- **What the task asks**
Render the lines of the records from the one containing "Annotate any visible person" through the one containing "[[319, 185, 550, 511], [592, 121, 793, 259]]", both included, as a JSON list of strings with one string per line and blank lines omitted.

(Excerpts from a detection dataset)
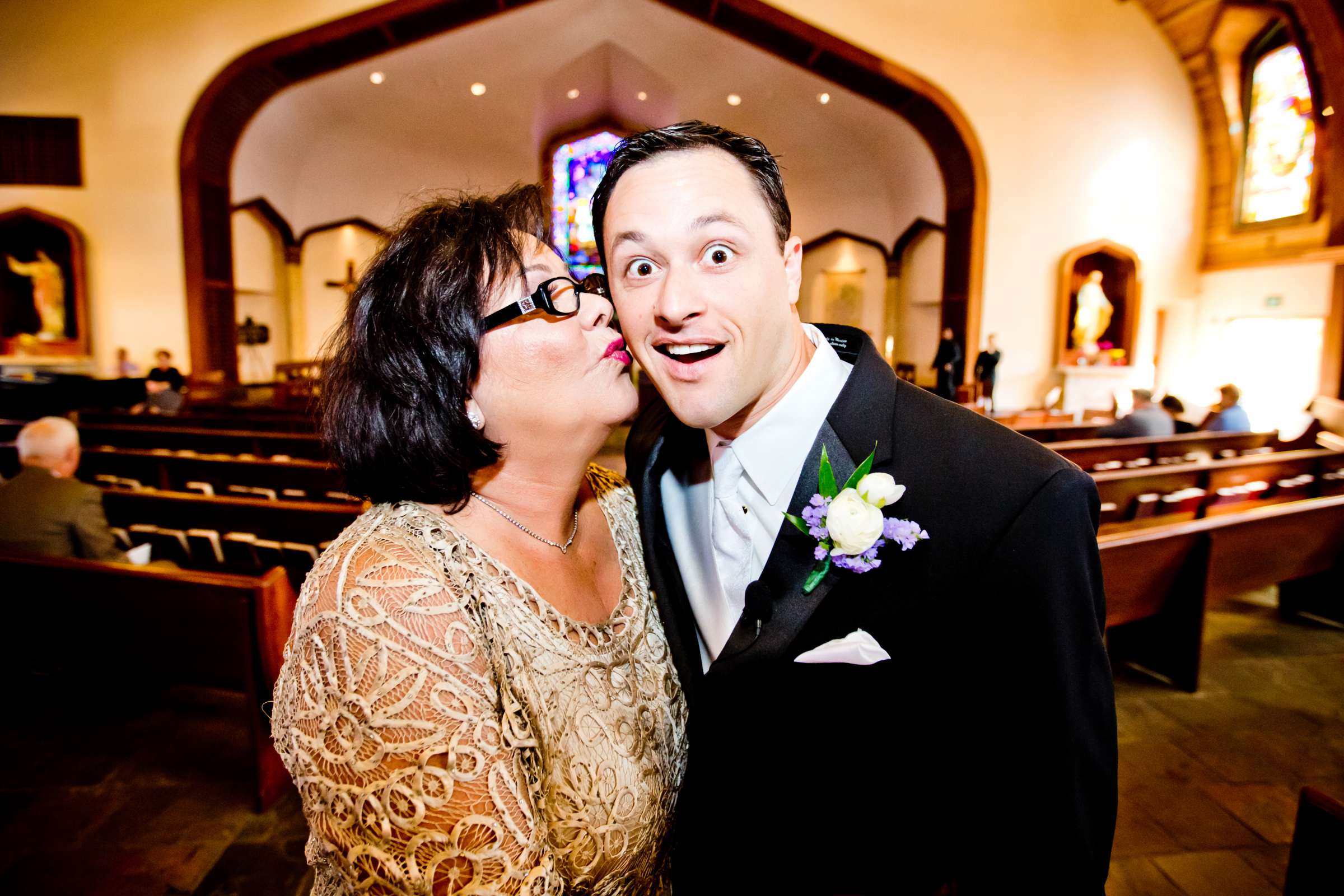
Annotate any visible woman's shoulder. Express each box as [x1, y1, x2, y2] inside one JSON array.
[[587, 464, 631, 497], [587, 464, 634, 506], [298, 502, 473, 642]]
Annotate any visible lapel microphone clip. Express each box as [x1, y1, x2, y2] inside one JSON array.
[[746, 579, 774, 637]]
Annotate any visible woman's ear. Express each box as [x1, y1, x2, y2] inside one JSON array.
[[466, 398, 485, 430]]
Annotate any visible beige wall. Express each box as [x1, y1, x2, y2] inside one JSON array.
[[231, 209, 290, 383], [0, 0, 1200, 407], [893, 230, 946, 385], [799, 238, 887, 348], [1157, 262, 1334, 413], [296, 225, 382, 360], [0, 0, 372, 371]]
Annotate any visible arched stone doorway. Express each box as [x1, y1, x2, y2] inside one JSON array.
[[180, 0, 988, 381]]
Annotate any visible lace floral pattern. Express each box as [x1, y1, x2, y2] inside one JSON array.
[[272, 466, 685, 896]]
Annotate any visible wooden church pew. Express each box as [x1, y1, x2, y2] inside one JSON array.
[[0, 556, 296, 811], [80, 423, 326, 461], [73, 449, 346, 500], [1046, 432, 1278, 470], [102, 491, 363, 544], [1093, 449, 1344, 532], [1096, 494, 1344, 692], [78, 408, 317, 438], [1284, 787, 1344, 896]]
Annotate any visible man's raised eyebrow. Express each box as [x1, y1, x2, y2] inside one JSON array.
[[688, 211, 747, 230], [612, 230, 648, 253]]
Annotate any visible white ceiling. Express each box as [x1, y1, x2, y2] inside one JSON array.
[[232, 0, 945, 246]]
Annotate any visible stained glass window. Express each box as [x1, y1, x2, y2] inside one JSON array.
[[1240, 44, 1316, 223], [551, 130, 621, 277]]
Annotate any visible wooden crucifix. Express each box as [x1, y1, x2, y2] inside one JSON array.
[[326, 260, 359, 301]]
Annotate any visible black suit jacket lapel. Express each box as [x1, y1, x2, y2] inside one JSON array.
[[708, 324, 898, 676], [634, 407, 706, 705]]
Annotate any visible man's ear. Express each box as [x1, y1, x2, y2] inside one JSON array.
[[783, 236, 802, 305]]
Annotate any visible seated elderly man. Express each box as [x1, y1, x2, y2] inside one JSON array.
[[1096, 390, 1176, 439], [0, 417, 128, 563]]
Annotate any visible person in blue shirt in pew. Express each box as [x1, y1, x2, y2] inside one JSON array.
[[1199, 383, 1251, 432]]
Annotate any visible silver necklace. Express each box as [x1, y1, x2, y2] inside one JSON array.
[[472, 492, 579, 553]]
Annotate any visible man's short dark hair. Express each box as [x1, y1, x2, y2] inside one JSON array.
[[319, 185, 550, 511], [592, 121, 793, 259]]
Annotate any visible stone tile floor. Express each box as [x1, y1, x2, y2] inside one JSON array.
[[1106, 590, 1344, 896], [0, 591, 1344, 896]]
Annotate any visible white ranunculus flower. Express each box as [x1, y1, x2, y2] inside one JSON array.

- **Written answer**
[
  "Annotate any visible person in blue shirt in pew. Express each box as [x1, y1, x2, y2] inside one JSON array.",
  "[[1199, 383, 1251, 432]]",
  "Annotate any visible silver necklace. Express each box as [x1, y1, x2, y2] inside one JSON array.",
  "[[472, 492, 579, 553]]",
  "Annotate any visible man's short dark hair. Express each box as [x1, y1, x2, y2] inside one JSON array.",
  "[[319, 185, 550, 511], [592, 121, 793, 259]]"
]